** begin Record set **

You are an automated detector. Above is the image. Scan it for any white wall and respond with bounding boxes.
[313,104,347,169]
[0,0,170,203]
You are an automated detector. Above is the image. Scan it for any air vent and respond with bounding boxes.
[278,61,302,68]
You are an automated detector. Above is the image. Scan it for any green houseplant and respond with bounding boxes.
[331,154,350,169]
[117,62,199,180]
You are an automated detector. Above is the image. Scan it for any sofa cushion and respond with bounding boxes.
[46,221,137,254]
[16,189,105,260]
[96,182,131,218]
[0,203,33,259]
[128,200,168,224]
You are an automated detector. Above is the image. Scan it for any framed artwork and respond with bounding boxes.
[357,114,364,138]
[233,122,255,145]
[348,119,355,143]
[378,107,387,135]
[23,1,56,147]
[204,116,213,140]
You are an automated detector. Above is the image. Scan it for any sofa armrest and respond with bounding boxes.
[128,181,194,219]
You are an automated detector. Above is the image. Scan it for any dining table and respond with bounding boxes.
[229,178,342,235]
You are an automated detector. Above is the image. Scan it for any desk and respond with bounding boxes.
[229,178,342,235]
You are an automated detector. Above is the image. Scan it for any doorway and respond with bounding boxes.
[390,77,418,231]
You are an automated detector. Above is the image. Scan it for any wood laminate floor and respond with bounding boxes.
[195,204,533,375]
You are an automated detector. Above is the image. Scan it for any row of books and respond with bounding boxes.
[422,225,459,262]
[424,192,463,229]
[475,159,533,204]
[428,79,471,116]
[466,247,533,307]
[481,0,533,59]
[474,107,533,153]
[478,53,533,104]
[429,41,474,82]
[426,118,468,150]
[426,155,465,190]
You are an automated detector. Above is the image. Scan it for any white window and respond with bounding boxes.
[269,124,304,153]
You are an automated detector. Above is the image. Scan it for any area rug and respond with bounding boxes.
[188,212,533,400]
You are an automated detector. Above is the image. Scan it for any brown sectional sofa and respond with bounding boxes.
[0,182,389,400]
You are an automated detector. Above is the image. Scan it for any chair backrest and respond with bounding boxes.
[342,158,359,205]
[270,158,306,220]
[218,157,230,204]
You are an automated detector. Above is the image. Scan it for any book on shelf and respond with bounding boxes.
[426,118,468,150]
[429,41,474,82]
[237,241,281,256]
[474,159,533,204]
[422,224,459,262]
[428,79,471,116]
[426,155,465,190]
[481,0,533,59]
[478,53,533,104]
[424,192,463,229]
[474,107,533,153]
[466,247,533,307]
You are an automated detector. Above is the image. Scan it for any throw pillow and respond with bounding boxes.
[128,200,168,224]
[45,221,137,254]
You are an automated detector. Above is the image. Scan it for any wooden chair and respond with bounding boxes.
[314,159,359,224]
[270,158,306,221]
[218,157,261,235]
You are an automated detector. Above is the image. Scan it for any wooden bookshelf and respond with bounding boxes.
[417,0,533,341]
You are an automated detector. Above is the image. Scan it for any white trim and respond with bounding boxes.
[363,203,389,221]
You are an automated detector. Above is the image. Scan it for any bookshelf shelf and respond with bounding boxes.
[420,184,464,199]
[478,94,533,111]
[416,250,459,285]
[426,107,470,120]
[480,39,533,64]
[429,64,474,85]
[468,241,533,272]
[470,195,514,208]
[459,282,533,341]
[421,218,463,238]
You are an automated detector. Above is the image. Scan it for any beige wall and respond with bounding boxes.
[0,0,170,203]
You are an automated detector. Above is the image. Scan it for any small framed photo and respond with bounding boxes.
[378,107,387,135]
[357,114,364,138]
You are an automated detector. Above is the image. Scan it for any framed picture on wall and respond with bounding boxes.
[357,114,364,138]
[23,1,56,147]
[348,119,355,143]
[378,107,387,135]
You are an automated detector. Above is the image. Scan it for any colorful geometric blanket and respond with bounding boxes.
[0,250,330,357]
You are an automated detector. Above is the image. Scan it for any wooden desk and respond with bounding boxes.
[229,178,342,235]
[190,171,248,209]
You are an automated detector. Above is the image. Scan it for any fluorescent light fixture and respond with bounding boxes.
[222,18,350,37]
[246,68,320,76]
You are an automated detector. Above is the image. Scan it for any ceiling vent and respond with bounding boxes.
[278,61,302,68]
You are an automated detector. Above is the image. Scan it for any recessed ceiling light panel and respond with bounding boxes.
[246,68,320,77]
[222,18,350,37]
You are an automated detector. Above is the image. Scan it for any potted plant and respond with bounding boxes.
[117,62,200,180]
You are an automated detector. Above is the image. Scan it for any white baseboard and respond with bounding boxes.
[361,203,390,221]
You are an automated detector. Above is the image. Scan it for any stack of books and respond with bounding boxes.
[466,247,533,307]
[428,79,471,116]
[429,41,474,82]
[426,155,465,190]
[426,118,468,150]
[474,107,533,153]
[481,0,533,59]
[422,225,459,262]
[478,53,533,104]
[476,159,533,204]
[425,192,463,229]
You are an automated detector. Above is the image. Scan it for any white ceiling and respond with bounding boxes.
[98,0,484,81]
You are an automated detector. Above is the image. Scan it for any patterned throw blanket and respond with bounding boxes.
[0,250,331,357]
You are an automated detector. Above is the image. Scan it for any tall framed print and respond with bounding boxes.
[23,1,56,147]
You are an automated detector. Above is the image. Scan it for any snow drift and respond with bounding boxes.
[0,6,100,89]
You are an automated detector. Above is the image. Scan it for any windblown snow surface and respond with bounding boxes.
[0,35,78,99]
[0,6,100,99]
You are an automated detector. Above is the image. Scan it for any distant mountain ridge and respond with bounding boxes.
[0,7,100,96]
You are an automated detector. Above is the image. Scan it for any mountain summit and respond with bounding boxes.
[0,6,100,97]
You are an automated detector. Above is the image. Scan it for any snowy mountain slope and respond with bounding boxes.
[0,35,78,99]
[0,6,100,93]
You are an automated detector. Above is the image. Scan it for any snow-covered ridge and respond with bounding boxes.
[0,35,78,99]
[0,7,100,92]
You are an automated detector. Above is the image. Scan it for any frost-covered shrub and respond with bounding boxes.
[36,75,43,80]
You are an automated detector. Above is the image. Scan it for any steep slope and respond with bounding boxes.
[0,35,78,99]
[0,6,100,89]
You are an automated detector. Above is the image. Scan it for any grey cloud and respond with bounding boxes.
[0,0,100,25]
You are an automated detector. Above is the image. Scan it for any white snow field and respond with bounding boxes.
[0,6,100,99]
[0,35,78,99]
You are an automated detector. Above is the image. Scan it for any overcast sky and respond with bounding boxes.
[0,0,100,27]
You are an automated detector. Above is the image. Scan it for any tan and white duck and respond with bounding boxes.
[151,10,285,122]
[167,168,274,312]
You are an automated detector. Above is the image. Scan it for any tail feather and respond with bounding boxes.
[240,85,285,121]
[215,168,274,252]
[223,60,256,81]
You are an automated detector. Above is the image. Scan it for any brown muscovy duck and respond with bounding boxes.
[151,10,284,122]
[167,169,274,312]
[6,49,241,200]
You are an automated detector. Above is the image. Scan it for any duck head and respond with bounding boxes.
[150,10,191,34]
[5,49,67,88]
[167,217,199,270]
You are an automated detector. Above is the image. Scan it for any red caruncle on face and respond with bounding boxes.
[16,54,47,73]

** end Record set **

# Your goal
Reproduce all of the lines above, replacing every instance of "automated detector" with "object locator" and leaving everything else unchanged.

# Exercise output
You are an object locator. Above is the image. Scan it for any white wall and respond with bounding boxes.
[313,104,347,169]
[0,0,170,203]
You are an object locator. Above is the image. Scan it for any air vent and respond with bounding boxes.
[278,61,302,68]
You are an object locator. Above is the image. Scan it for any green houseplant and respond with bounding boxes.
[331,154,350,169]
[117,62,199,180]
You are an object locator. Above is the image. Scan it for any sofa cushion and respond with bounding boxes.
[46,221,137,254]
[16,189,105,260]
[96,182,131,218]
[0,203,33,259]
[128,200,168,224]
You are an object locator. Above is the image. Scan it for any framed artwork and respond with bounding boxes.
[357,114,364,138]
[233,122,255,145]
[348,119,355,143]
[378,107,387,135]
[23,1,56,147]
[204,116,213,140]
You are an object locator. Above is the image. Scan it for any sofa armrest and respond with bounding boxes.
[128,181,194,219]
You are an object locator. Above is the image. Scan it for any dining table and respond with bounding boxes.
[229,178,342,235]
You are an object locator. Above is the image. Scan it for any desk and respond with bounding boxes.
[229,178,342,235]
You are an object locator. Above is the image. Scan it for any doorway and respond with bounding boxes.
[390,77,418,231]
You are an object locator. Above is the image. Scan it for any wood laminate floor and respond with bounding boxes.
[195,204,533,375]
You are an object locator. Above is the image. Scan it for any row of books and respond with bounding boxes.
[422,225,459,262]
[424,192,463,229]
[475,159,533,204]
[428,79,471,116]
[466,247,533,307]
[481,0,533,59]
[474,107,533,153]
[478,53,533,104]
[429,41,474,82]
[426,118,468,150]
[426,155,465,190]
You are an object locator. Above is the image. Scan it for any white window and respond with bounding boxes.
[269,124,304,153]
You are an object locator. Above is the image. Scan it for any area rug and respond with bounding boxes.
[188,212,533,400]
You are an object locator. Above is the image. Scan it for any brown sectional sofa and respond with bounding boxes.
[0,182,389,400]
You are an object locator. Above is the image. Scan it for any chair backrest and respond with bounding boxes.
[342,158,359,205]
[270,158,306,220]
[218,157,230,204]
You are an object locator. Above is the image. Scan it for any book on shelf and respond with bounding boxes.
[426,118,468,150]
[429,41,474,82]
[237,241,281,256]
[474,159,533,204]
[422,224,459,262]
[428,79,471,116]
[426,155,465,190]
[481,0,533,59]
[478,53,533,104]
[424,192,463,229]
[474,107,533,153]
[466,247,533,307]
You are an object locator. Above is the image. Scan it for any throw pillow and respond with bounding boxes.
[128,200,168,224]
[45,221,137,254]
You are an object locator. Above is the image. Scan it for any wooden chair and respond with bounding boxes.
[314,159,359,224]
[270,158,306,221]
[218,157,261,235]
You are an object locator. Above is the image. Scan it for any wooden bookshelf and respond with bounding boxes.
[417,0,533,341]
You are an object locator. Above is the image. Scan it for any white trim and respond with bounding boxes.
[363,203,389,221]
You are an object locator. Above is the image. Scan it for any bookshelf shelf and respond with bounding boxes.
[420,184,464,199]
[478,94,533,111]
[416,250,459,285]
[426,107,470,120]
[480,39,533,64]
[429,64,474,85]
[468,241,533,272]
[470,195,514,208]
[459,282,533,341]
[421,218,463,238]
You are an object locator. Above is the image. Scan it for any beige wall and respond with bounding boxes.
[0,0,170,203]
You are an object locator. Above is the image. Scan it for any small framed photo and respond with bounding boxes.
[378,107,387,135]
[357,114,364,138]
You are an object locator. Above is the image. Scan it for any framed picture on wall and respond with bounding boxes.
[357,114,364,138]
[23,1,56,147]
[348,119,355,143]
[378,107,387,135]
You are an object locator. Above is the image. Scan it for any colorful geometric blanket and respond with bounding boxes.
[0,250,330,357]
You are an object locator. Above is the image. Scan it for any wooden desk and respond with bounding boxes.
[229,178,342,235]
[190,171,248,209]
You are an object locator. Above is the image. Scan it for any fluorescent light fixture and respond with bounding boxes.
[222,18,350,37]
[246,68,320,76]
You are an object locator. Above is the image. Scan it for any ceiling vent and respond with bounding boxes.
[278,61,302,68]
You are an object locator. Above is the image. Scan it for any recessed ceiling light panel and respond with bounding boxes.
[246,68,320,77]
[222,18,350,37]
You are an object locator. Above is the image. Scan it for any potted plant and respond with bounding boxes.
[117,62,200,180]
You are an object locator. Above is the image. Scan it for any white baseboard and respond with bounding boxes.
[361,203,390,221]
You are an object locator. Above is the image. Scan it for any stack of books and respond with bounding boxes.
[466,247,533,307]
[428,79,471,116]
[429,41,474,82]
[426,155,465,190]
[426,118,468,150]
[474,107,533,153]
[481,0,533,59]
[422,225,459,262]
[478,53,533,104]
[476,159,533,204]
[425,192,463,229]
You are an object locator. Above is the image. Scan it for any white ceiling and respond with bounding boxes.
[98,0,484,81]
You are an object locator. Above is the image. Scan it for any patterned throw blanket and respond with bounding boxes.
[0,250,331,357]
You are an object locator. Above is the image. Scan it for any tall framed print and respond with bounding boxes.
[23,1,56,147]
You are an object locator. Above is the image. Scan it for any snow drift and respond with bounding boxes.
[0,6,100,89]
You are an object locator. Above is the image. Scan it for any windblown snow surface and respond with bounding boxes.
[0,35,78,99]
[0,6,100,99]
You are an object locator. Above is the image. Scan it for any distant mountain ridge and respond with bounding boxes.
[0,7,100,96]
You are an object locator. Above is the image. Scan it for any mountain summit and respond with bounding boxes.
[0,6,100,97]
You are an object locator. Above is the image. Scan it for any snowy mountain slope and respond with bounding boxes.
[0,35,78,99]
[0,6,100,93]
You are an object locator. Above is the image. Scan it for any snow-covered ridge and respond with bounding boxes.
[0,35,78,99]
[0,7,100,92]
You are an object locator. Above is the image. Scan it for any frost-covered shrub and respond with bounding boxes.
[36,75,43,80]
You are an object locator. Above is the image. Scan it for any steep slope and respond with bounding boxes.
[0,35,78,99]
[0,6,100,89]
You are an object locator. Above is the image. Scan it for any grey cloud and respond with bounding boxes.
[0,0,100,25]
You are an object locator. Above is the image. Scan it for any white snow field and respond with bounding boxes.
[0,6,100,99]
[0,35,78,99]
You are an object locator. Above is the image. Scan it for any overcast sky and respond with bounding boxes.
[0,0,100,27]
You are an object locator. Above is the image. Scan it for any tan and white duck and respond with bounding boxes.
[151,10,285,122]
[167,168,274,312]
You are an object locator. Above is the image. Scan it for any tail feather and respond with bounding boxes.
[240,85,285,121]
[215,168,274,252]
[223,60,256,81]
You are an object locator. Above is the image. Scan it for any brown muscovy duck and respond with bounding boxes.
[151,10,284,122]
[167,169,274,312]
[6,49,241,200]
You are an object locator. Above is the image. Scan it for any duck head and respond with bounding boxes.
[150,10,191,34]
[5,49,67,88]
[167,217,199,270]
You are an object locator. Above is the image. Scan it for any red caruncle on face and respond with bounding boxes.
[16,54,47,73]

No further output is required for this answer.